Material provided
=-=-=

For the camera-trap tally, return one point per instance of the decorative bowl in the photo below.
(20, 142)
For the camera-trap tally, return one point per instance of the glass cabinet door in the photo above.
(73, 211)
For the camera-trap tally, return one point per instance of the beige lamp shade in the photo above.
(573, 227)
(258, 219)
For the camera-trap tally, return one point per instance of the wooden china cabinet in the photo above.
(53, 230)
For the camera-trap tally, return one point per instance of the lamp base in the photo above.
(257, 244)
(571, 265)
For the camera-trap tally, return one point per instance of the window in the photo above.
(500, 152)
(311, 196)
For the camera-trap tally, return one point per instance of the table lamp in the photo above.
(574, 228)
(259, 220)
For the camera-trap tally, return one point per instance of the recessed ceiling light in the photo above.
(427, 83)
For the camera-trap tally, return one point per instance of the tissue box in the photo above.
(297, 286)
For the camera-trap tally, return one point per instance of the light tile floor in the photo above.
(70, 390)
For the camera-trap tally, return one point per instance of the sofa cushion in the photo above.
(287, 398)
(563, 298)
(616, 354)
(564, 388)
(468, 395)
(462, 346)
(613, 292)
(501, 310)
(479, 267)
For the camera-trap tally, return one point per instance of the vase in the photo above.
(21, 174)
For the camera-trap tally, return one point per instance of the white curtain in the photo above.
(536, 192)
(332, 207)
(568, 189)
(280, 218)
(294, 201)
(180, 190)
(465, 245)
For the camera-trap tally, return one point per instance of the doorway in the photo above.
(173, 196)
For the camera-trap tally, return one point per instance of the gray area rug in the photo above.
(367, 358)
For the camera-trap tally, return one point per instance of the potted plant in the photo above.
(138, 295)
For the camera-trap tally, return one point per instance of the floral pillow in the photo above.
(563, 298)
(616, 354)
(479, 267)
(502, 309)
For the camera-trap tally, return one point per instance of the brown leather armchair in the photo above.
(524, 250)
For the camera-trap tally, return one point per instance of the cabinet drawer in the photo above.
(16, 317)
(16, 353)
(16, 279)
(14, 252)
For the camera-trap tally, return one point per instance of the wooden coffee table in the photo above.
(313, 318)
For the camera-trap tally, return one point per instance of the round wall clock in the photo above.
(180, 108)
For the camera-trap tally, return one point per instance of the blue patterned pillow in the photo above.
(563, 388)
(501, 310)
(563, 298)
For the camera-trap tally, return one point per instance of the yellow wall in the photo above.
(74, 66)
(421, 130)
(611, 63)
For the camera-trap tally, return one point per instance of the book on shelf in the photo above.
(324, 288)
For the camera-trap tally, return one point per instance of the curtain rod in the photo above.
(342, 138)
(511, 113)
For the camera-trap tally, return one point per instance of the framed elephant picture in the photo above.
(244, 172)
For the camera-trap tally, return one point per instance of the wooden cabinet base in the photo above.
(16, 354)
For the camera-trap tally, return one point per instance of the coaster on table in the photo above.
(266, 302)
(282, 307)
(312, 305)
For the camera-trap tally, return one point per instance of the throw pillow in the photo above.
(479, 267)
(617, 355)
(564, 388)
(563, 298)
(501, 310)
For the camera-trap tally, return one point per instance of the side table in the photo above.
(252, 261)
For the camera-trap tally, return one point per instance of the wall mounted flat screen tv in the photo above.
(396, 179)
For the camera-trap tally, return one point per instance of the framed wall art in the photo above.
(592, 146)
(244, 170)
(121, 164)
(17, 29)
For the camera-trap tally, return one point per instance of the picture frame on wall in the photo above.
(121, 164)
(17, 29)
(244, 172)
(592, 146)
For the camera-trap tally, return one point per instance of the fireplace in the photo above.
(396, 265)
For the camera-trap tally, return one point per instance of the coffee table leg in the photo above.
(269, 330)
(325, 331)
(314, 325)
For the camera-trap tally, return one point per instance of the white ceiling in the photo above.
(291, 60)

=-=-=

Task to carry out
Reproduce all the records shown above, unchanged.

Exercise result
For the camera-trap tally, return one point per instance of the decorative bowl in the photo below.
(20, 142)
For the camera-trap tally, return one point per instance of the glass cabinet door in the photo above.
(73, 211)
For the camera-trap tally, return one point per instance of the beige lamp shade in the photo above.
(573, 227)
(258, 219)
For the camera-trap tally, return one point per instance of the wooden china cabinet in the photo above.
(53, 230)
For the camera-trap tally, return one point per instance of the lamp base in the photo above.
(257, 244)
(571, 265)
For the camera-trap tally, return one point per instance of the window in the photo above.
(500, 152)
(311, 196)
For the camera-trap tally, return one point per instance of the table lamp in the photo above.
(574, 228)
(259, 220)
For the camera-trap tally, return one point per instance of the recessed ceiling light in the photo above.
(427, 83)
For the camera-trap tally, return one point per instance of the tissue box in the photo above.
(297, 286)
For the camera-trap tally, return one point per instance of the light tile floor in the photo above.
(70, 390)
For the camera-trap tally, return one point per instance of the sofa cushion in the photo above.
(287, 398)
(563, 298)
(616, 354)
(564, 388)
(468, 395)
(462, 346)
(613, 292)
(501, 310)
(479, 267)
For the camera-trap tally, return one point per instance of the vase in the photo above.
(21, 174)
For the camera-trap tally, return one point per instance of the white curtain in the photo above.
(536, 192)
(332, 207)
(568, 189)
(280, 218)
(294, 201)
(180, 190)
(465, 245)
For the camera-trap tally, return one point per instance of the doorway in the photo above.
(173, 196)
For the camera-trap tally, return one point per instance of the gray area rug in the photo above.
(367, 358)
For the camera-trap tally, return one point per instance of the potted plant in the photo above.
(138, 295)
For the camera-trap tally, return one point per instance of the floral pillow in the photo above.
(563, 298)
(616, 354)
(479, 267)
(502, 309)
For the camera-trap tally, return one point per instance of the brown leather armchair in the photo above.
(524, 250)
For the camera-trap tally, return one point per instance of the cabinet drawer in the photo above.
(16, 317)
(16, 353)
(16, 279)
(14, 252)
For the camera-trap tally, return one point per instance of the wooden coffee table in the photo above.
(313, 318)
For the camera-trap tally, return one point per instance of the round wall clock in the photo above.
(180, 108)
For the camera-trap tally, return one point per instance of the blue patterned pillow in the photo above.
(563, 388)
(501, 310)
(563, 298)
For the camera-trap tally, return one point per instance of the yellow wall in the photo above.
(74, 66)
(421, 130)
(611, 63)
For the camera-trap tally, return one point per instance of the book on shelf in the photo above.
(324, 288)
For the camera-trap tally, return one point per instance of the curtain rod in the photo above.
(342, 138)
(511, 113)
For the camera-trap tally, return one point per instance of the framed elephant picture in the photo above.
(244, 172)
For the camera-trap tally, return one point per instance of the wooden cabinet base in the photo above.
(16, 354)
For the camera-trap tally, return one point per instance of the coaster on table in the photo above.
(266, 302)
(282, 307)
(312, 305)
For the camera-trap tally, return one point per instance of the throw pillow in the photo above.
(479, 267)
(617, 355)
(564, 388)
(563, 298)
(501, 310)
For the camera-trap tally, return one point per instance of the side table in the photo above.
(252, 261)
For the camera-trap tally, return one point per instance of the wall mounted flat screen tv in the photo above.
(396, 179)
For the camera-trap tally, return one point per instance of the framed wall art in the photo above.
(592, 146)
(244, 170)
(121, 164)
(17, 29)
For the camera-trap tally, return one point per instance of the picture frame on wall in the photo above.
(121, 164)
(17, 29)
(244, 172)
(592, 146)
For the camera-trap tally, return one point per instance of the fireplace in the photo above.
(396, 265)
For the camera-trap tally, return one point per instance of the coffee table leg in the photo above.
(269, 330)
(325, 331)
(314, 325)
For the camera-trap tally, return one point per instance of the white ceiling in the photo above.
(291, 60)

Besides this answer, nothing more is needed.